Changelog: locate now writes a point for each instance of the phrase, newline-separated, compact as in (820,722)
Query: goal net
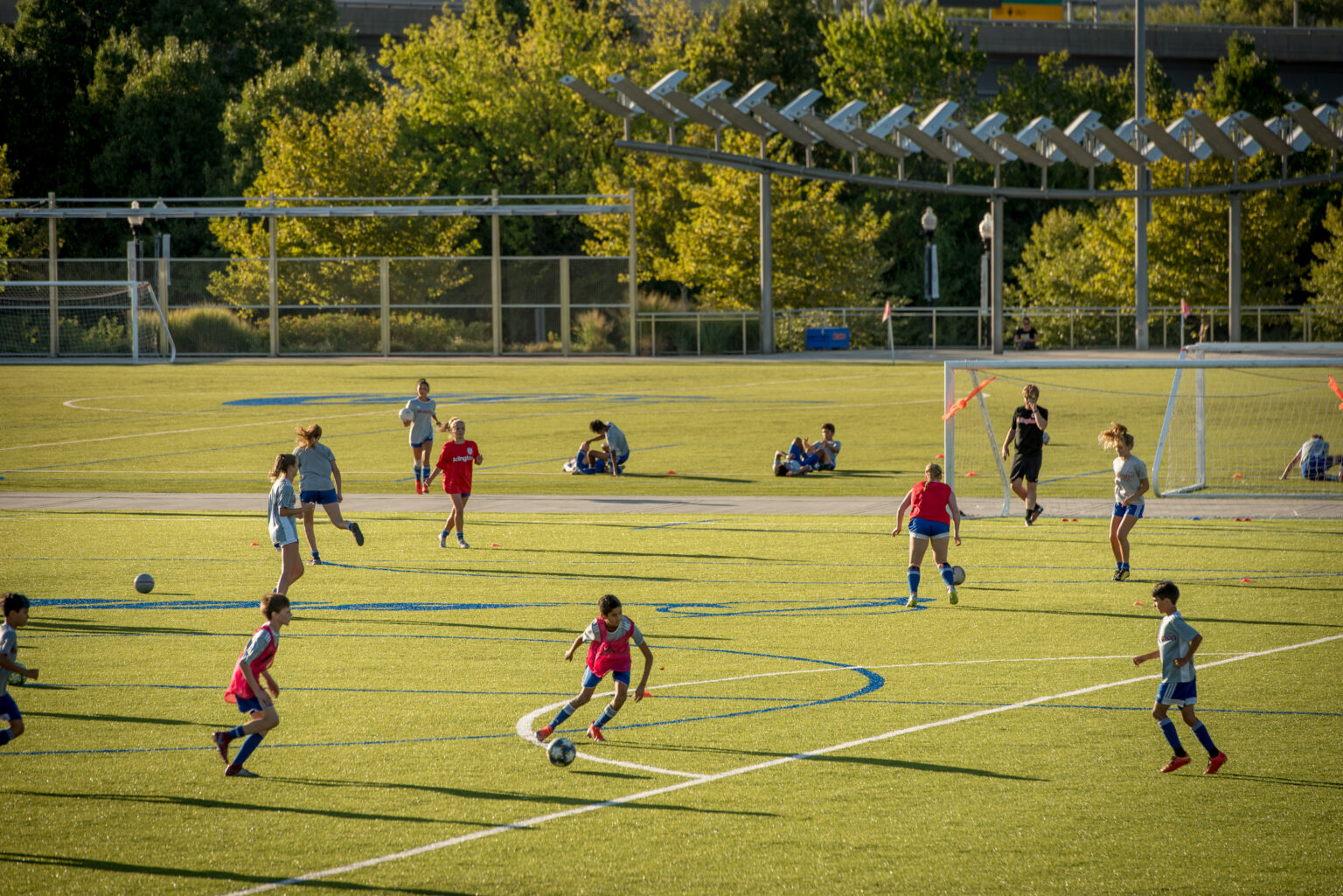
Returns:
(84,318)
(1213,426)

WORK INSTRUCTION - Please output the records exactly, leaving the pictures out.

ANSWER SPACE -
Changelog: locate now writes a point for each instance of the phrase, newline-separated, compact as in (820,722)
Query: goal net
Returns:
(84,318)
(1213,426)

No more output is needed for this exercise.